- _Your objective_
Pick out each line in the data below that contains the word "tarp", and copy those lines.

═══ Data section ═══

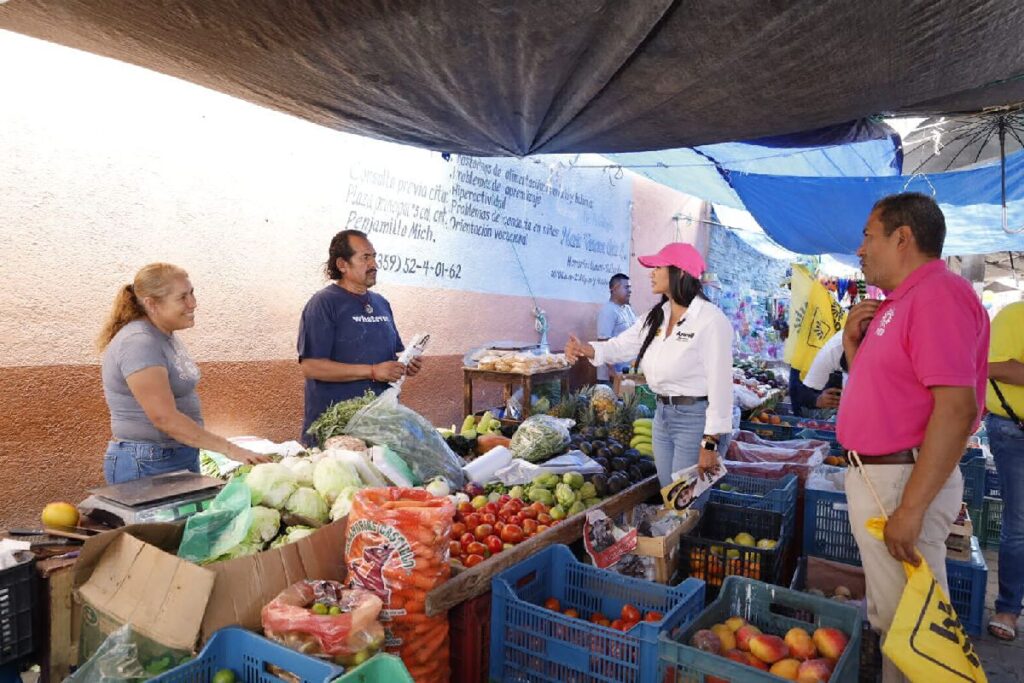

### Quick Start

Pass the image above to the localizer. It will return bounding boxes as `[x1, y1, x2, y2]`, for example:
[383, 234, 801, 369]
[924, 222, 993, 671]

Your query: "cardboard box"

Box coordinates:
[74, 519, 347, 661]
[633, 510, 700, 586]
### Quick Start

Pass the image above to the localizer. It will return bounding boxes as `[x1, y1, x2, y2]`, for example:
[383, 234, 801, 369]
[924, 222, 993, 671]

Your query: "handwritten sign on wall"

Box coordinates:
[342, 147, 632, 302]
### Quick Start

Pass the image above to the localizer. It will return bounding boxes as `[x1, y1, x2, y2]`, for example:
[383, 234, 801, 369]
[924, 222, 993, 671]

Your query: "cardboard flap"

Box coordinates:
[78, 533, 215, 650]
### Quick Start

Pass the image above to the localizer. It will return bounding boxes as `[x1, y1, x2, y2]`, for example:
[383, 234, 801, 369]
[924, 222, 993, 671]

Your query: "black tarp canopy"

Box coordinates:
[0, 0, 1024, 156]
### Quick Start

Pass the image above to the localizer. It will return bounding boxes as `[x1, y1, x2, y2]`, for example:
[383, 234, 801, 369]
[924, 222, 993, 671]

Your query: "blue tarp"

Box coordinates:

═══

- _Exercise solution_
Your query: "black tarp canopy"
Your query: "blue tarp"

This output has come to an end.